Locate every line in the data below that contains the string "balcony" and reproduce each such line in full.
####
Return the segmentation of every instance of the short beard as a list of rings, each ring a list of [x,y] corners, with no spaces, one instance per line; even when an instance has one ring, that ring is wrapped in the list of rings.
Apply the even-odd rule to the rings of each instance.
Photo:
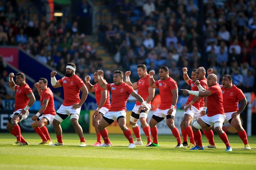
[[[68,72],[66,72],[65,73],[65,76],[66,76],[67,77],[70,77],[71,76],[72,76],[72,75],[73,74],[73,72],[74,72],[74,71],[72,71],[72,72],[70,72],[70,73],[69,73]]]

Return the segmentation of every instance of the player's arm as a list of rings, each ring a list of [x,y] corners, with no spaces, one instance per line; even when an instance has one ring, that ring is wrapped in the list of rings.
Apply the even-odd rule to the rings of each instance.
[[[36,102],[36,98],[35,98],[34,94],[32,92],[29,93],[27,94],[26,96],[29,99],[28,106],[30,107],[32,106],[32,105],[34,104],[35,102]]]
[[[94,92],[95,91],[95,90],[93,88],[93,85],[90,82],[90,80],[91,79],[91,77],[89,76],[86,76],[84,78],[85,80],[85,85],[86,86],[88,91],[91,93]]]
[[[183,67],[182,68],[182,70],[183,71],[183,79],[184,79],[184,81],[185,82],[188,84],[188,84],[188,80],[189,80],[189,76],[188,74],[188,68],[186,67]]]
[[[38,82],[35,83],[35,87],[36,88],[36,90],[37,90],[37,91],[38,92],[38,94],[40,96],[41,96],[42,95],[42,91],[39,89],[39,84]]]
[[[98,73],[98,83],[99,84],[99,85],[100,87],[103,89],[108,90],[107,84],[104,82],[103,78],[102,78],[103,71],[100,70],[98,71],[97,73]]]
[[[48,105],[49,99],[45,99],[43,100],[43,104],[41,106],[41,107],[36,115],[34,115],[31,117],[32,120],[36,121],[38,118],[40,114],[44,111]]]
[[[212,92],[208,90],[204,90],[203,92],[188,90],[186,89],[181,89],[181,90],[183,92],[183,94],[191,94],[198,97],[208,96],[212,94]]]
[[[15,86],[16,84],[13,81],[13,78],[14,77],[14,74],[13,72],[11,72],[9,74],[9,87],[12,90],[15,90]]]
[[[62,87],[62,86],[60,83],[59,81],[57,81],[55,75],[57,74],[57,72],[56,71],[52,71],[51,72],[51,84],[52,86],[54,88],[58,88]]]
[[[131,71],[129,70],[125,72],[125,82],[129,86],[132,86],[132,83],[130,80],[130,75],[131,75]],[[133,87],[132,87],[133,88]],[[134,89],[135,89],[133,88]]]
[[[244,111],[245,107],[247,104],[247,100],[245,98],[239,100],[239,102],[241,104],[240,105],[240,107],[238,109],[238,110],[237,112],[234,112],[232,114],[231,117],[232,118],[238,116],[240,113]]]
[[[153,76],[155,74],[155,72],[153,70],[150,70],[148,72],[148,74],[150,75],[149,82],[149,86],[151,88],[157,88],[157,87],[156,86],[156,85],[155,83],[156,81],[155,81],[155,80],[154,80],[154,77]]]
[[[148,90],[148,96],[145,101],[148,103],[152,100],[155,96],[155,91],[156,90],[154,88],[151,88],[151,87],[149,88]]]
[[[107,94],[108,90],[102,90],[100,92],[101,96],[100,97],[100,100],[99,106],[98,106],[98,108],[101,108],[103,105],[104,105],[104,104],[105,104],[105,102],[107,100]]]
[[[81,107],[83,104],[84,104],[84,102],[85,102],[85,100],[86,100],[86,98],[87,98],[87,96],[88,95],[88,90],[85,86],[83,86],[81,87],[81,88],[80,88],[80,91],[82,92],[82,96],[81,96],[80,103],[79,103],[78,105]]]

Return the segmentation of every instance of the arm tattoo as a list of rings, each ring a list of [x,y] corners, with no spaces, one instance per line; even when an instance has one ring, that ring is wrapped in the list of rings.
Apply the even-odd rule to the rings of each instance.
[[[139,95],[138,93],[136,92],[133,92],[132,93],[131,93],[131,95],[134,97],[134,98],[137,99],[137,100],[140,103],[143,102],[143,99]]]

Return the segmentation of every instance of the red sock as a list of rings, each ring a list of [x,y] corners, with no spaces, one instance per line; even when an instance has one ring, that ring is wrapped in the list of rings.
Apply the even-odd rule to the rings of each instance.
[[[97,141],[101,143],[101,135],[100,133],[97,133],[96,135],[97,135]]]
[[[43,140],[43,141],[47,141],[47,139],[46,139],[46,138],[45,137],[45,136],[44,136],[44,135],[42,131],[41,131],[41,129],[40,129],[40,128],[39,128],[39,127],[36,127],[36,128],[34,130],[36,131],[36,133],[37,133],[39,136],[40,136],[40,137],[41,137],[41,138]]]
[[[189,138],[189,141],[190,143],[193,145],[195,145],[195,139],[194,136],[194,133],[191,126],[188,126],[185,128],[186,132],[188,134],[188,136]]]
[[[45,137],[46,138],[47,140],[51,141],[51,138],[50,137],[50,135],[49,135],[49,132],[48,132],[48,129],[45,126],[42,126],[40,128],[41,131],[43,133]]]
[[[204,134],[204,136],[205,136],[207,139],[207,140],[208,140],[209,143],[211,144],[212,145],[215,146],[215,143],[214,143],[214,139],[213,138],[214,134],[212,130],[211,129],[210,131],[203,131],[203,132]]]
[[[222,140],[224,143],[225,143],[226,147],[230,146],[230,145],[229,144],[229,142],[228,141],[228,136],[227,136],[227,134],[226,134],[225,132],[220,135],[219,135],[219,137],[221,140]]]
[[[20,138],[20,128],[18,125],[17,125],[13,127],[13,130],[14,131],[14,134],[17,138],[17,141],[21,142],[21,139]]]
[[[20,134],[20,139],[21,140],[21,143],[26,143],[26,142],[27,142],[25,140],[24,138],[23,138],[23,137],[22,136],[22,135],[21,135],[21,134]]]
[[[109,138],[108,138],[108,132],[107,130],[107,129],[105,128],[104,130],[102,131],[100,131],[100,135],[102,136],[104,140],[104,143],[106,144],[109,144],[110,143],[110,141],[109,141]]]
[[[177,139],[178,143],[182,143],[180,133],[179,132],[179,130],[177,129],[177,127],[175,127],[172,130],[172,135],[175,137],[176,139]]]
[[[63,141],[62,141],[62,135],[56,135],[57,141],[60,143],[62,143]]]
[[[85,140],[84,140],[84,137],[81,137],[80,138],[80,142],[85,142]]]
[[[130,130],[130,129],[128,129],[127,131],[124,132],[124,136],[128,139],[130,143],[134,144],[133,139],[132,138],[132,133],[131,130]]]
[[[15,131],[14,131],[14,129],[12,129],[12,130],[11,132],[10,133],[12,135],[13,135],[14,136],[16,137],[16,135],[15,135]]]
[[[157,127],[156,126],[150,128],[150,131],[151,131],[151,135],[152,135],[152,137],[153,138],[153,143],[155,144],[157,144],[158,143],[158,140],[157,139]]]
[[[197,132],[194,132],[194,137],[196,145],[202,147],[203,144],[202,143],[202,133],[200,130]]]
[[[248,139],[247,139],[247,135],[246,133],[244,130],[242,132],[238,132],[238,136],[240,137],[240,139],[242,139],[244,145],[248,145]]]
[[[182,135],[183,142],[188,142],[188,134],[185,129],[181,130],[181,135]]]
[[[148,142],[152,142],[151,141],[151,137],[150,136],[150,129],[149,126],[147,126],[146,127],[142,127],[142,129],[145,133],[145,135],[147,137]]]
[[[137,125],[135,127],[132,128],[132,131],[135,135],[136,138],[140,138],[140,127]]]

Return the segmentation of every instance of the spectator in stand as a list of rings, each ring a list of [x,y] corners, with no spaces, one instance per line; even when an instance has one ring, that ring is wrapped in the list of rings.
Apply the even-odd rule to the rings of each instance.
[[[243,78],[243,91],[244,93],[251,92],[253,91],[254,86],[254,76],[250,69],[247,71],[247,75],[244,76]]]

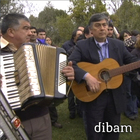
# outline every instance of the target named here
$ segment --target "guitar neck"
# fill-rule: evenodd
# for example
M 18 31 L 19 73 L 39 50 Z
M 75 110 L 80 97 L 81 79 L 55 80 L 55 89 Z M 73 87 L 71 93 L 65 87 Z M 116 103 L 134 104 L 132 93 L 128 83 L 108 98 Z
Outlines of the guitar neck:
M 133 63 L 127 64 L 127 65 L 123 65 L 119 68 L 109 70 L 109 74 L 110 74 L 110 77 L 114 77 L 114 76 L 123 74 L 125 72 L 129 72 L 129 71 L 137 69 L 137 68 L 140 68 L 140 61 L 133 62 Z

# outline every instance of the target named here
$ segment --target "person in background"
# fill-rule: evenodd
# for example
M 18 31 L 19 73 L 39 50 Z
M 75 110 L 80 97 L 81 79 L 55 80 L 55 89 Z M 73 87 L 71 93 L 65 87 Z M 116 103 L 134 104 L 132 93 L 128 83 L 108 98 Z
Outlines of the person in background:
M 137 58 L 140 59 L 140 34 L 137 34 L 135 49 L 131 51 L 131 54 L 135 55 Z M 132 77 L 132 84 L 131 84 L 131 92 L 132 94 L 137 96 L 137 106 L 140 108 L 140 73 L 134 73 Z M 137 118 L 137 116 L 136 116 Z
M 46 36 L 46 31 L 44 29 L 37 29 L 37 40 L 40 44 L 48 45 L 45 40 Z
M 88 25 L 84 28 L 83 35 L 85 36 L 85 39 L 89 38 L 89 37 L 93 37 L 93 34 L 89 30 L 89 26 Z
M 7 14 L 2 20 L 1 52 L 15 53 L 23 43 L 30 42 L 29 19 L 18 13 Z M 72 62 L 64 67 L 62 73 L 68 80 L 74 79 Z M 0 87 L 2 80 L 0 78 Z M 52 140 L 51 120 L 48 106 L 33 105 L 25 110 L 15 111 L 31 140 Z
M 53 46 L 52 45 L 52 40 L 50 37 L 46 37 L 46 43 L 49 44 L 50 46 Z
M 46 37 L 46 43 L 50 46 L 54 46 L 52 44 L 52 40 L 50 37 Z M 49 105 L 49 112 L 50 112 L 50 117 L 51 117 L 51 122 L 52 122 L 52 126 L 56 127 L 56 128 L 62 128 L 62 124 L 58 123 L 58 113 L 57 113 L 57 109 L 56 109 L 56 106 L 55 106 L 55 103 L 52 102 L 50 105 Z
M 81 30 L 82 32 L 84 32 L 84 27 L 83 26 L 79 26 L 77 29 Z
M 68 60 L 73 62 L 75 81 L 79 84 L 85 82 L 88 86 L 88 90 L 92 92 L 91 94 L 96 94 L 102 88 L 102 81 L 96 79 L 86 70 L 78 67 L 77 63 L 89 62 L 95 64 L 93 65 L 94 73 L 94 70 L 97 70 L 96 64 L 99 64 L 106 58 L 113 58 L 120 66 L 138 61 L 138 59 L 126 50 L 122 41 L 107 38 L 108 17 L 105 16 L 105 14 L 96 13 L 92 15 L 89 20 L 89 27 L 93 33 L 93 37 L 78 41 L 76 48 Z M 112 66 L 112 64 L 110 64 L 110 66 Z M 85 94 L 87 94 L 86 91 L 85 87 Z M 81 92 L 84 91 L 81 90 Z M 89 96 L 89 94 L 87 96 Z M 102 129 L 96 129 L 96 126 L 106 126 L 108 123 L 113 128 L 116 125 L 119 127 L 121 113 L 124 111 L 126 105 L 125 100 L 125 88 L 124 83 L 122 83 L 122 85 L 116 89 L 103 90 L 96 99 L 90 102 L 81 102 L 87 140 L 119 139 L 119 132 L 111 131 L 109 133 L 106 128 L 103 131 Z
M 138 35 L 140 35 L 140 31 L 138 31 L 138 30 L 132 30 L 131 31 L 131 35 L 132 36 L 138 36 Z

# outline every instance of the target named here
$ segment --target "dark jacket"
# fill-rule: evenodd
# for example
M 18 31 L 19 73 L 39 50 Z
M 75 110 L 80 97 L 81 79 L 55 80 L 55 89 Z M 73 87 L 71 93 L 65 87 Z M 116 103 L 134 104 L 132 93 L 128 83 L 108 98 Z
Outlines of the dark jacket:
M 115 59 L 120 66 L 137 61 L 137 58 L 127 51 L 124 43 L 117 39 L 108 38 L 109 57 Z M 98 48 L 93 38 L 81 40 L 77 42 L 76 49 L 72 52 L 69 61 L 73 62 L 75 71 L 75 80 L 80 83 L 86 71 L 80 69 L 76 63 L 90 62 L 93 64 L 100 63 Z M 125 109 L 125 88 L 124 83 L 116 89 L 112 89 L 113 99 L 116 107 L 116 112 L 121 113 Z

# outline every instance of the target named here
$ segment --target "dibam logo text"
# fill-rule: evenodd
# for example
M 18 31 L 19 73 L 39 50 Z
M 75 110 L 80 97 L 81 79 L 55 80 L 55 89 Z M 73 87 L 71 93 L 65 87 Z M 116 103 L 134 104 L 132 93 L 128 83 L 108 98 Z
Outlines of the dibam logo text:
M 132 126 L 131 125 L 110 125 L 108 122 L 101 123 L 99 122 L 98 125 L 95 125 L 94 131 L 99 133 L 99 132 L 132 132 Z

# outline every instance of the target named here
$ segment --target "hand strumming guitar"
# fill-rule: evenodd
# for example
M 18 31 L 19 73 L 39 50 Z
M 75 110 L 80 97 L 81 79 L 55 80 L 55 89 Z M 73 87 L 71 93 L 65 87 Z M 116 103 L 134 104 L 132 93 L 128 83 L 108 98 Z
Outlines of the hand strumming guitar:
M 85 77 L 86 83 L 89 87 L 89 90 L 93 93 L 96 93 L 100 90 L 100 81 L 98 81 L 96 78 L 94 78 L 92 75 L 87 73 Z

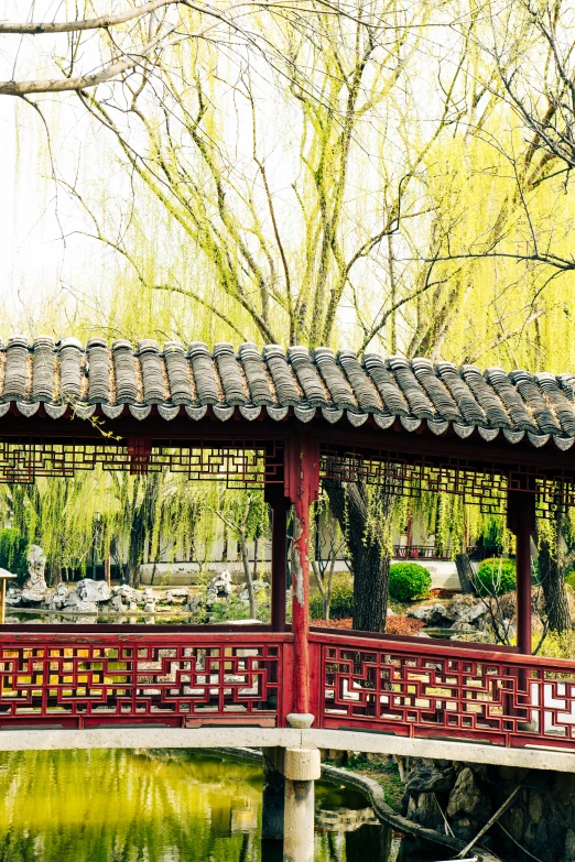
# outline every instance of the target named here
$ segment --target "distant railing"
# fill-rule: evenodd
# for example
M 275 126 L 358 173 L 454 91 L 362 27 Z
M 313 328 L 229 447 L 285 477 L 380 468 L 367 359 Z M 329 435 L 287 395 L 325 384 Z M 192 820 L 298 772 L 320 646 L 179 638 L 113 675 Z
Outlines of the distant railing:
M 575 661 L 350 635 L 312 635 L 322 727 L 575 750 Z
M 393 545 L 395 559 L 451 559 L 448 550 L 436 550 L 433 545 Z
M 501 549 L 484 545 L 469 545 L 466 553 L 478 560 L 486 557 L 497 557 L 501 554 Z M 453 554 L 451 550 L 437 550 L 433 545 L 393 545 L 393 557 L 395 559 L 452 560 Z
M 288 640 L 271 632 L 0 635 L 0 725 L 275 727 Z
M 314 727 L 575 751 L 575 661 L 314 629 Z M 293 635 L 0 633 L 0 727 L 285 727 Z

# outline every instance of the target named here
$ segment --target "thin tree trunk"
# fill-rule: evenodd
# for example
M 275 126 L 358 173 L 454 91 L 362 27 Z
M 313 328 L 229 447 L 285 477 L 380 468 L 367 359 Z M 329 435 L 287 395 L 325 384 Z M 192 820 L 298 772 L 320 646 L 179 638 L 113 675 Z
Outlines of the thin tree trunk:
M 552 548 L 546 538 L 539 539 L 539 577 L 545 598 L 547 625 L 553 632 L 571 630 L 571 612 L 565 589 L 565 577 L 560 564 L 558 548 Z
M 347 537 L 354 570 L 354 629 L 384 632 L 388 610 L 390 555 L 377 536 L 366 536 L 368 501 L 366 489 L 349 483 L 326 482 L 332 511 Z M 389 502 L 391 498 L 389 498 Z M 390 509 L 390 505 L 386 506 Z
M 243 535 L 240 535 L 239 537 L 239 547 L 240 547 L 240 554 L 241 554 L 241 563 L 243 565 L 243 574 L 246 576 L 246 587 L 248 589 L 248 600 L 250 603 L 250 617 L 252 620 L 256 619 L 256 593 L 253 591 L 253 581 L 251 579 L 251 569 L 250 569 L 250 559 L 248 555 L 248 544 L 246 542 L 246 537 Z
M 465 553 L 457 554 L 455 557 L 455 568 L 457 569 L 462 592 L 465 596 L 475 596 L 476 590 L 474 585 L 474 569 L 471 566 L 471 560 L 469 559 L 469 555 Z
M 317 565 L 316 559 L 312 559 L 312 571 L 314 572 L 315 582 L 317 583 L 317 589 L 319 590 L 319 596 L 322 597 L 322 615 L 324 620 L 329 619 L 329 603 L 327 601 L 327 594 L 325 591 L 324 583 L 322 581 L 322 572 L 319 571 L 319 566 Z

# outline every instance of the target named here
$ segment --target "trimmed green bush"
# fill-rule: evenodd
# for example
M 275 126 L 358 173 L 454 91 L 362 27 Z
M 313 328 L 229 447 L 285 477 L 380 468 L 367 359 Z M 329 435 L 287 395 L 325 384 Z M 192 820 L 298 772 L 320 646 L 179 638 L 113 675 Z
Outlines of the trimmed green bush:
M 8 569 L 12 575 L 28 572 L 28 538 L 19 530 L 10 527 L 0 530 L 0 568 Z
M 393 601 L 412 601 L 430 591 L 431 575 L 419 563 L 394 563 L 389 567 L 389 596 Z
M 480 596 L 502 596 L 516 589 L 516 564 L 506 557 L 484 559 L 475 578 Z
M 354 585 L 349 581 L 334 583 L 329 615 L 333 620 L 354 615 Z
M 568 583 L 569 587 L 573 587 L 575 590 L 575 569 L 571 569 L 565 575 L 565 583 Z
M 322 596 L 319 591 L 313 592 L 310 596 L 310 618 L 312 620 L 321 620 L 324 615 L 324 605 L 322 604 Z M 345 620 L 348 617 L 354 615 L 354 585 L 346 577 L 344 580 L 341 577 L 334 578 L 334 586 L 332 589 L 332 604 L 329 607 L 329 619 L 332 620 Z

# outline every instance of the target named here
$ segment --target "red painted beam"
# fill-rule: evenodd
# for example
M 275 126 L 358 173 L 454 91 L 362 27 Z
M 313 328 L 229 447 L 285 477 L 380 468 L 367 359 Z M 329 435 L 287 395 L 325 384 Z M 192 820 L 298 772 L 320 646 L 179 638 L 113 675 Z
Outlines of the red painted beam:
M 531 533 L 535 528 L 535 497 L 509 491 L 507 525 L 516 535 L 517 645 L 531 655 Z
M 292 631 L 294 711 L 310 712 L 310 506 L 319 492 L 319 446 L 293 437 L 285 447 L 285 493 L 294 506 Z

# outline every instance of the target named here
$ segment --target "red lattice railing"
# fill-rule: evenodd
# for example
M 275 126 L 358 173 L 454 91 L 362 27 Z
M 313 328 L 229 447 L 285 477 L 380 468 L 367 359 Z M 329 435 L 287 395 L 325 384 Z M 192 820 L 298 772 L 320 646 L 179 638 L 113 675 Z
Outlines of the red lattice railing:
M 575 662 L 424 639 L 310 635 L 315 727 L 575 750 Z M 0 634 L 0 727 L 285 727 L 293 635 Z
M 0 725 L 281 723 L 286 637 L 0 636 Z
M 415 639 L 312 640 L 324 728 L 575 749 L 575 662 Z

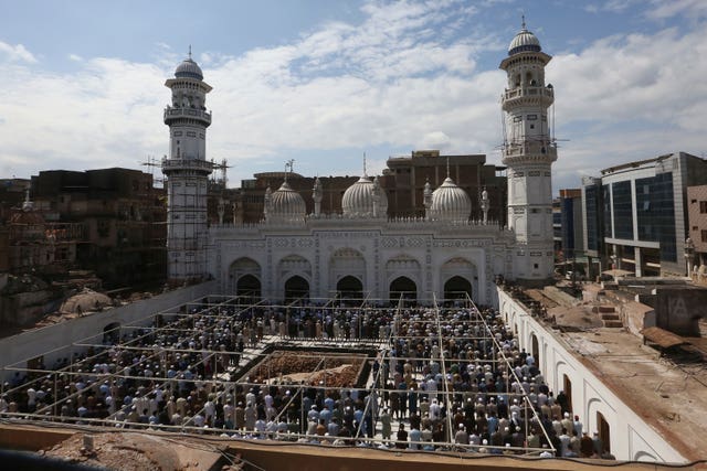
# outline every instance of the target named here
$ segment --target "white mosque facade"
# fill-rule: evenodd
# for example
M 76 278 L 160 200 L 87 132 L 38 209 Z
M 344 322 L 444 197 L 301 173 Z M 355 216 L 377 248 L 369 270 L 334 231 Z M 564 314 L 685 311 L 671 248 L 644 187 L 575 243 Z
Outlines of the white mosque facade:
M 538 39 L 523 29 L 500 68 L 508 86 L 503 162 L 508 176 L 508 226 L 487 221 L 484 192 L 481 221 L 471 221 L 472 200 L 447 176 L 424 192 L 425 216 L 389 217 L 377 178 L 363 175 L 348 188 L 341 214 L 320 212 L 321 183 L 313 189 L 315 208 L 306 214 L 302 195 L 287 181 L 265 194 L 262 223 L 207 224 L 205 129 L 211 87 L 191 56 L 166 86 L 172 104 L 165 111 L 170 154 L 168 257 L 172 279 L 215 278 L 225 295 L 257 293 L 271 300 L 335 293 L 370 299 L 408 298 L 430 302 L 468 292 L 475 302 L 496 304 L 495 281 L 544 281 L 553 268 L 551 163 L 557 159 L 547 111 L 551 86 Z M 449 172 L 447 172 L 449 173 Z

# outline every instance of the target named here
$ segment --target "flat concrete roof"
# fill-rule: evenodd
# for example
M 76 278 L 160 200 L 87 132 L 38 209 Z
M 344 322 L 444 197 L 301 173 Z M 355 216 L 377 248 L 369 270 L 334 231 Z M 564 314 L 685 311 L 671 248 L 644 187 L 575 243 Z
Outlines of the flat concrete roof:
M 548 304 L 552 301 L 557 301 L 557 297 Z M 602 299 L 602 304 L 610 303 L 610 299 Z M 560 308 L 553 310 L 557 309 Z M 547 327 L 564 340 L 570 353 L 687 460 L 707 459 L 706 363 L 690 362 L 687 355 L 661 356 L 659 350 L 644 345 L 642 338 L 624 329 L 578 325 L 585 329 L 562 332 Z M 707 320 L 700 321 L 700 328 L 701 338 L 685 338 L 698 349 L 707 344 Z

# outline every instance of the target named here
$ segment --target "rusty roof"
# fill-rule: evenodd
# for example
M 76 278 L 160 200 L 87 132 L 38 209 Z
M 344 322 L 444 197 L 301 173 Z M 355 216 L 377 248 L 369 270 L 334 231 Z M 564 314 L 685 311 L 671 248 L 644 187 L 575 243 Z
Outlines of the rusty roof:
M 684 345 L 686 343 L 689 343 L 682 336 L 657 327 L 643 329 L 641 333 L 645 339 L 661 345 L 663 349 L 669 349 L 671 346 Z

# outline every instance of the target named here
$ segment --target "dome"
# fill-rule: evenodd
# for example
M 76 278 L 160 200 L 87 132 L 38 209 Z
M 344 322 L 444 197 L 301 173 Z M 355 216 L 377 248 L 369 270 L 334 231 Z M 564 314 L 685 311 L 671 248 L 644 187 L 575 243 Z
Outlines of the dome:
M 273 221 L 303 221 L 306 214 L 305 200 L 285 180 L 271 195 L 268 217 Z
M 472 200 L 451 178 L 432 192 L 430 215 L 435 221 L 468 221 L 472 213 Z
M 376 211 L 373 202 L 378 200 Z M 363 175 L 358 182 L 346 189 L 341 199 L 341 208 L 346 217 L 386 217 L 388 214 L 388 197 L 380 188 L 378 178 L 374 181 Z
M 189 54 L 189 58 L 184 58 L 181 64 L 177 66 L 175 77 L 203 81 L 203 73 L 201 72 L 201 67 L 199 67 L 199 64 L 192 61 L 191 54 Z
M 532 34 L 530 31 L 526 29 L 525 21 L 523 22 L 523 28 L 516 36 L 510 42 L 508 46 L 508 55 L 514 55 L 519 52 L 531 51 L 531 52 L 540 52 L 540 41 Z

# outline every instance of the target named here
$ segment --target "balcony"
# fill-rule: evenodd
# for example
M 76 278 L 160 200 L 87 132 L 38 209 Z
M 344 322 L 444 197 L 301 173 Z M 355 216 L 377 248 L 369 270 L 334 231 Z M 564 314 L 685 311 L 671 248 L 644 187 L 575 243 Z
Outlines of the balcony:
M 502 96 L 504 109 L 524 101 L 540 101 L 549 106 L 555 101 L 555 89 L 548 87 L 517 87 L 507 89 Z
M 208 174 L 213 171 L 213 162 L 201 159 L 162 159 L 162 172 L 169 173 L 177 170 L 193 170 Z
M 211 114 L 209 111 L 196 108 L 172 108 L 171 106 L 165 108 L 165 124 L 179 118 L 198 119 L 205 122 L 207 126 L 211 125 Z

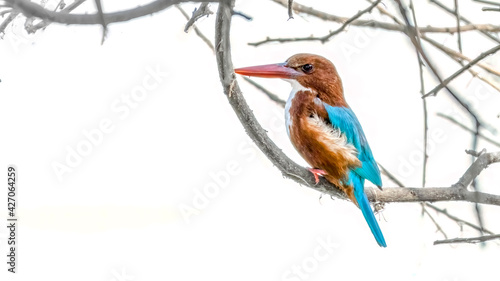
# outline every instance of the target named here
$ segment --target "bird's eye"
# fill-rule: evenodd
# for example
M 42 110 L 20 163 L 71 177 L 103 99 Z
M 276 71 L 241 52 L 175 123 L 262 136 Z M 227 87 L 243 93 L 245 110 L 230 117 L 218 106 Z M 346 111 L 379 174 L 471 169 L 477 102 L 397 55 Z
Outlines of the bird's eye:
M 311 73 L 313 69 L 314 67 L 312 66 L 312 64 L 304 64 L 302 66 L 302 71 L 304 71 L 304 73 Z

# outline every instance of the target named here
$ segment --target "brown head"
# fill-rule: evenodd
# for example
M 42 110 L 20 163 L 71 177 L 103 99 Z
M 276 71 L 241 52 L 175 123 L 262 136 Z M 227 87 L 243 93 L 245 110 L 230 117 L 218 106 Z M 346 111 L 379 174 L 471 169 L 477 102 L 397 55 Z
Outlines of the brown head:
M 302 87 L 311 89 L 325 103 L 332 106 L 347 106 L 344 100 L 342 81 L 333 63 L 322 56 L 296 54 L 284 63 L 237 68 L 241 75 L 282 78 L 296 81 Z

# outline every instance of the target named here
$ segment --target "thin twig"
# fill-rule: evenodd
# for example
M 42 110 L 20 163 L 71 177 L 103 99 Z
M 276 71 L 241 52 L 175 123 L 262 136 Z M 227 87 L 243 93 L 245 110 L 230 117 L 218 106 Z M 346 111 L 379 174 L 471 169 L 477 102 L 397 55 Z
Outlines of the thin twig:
####
> _Response to this task_:
$ segment --target "balcony"
Outlines of the balcony:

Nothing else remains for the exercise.